--- EXERCISE ---
Report every line in the records below that contains the string "Target", copying each such line in full. Case counts when matching.

start LISTED RECORDS

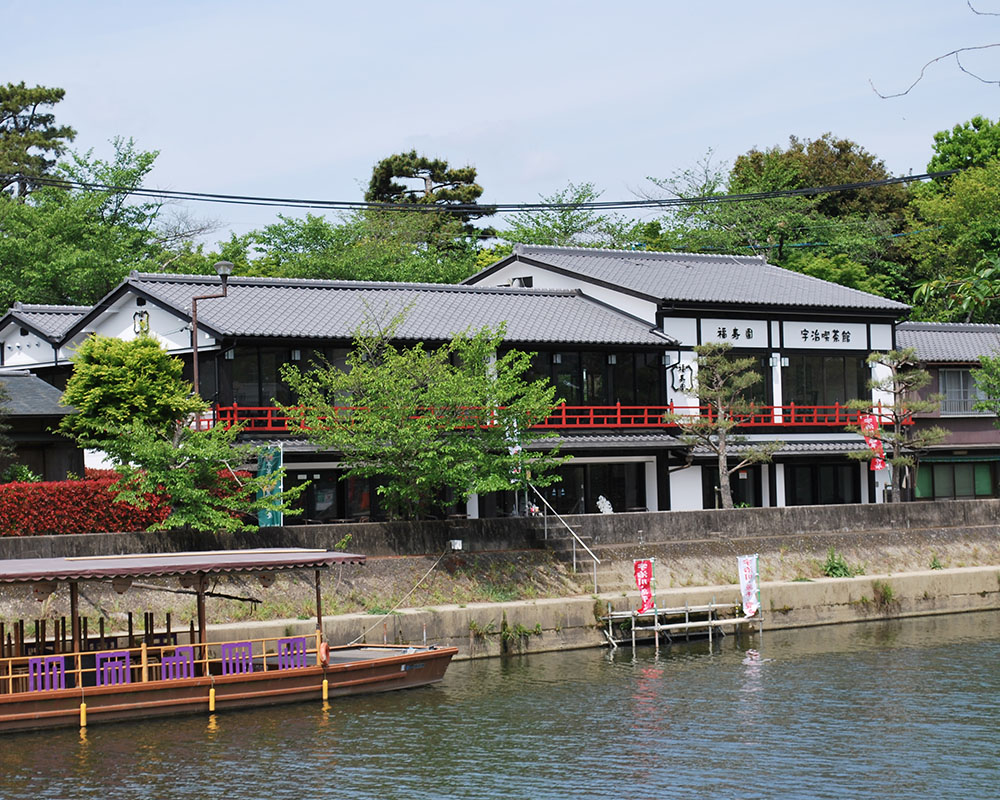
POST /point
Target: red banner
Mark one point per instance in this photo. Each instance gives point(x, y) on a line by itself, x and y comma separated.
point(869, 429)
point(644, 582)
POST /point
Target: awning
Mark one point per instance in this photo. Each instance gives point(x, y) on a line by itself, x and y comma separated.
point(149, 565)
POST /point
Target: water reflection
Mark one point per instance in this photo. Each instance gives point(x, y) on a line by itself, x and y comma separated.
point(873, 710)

end LISTED RECORDS
start LISTED RECORDS

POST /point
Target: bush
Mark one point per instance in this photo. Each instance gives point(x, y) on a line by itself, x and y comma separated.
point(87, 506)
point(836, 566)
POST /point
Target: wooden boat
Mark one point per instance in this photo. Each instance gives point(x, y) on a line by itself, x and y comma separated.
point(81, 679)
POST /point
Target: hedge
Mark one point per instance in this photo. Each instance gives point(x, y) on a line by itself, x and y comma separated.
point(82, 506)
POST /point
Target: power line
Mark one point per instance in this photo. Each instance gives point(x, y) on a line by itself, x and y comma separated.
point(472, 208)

end LISTED RECORDS

--- RESULT BELOW ---
Target: red banner
Target: awning
Target: water reflection
Target: bush
Target: wooden boat
Target: hedge
Target: power line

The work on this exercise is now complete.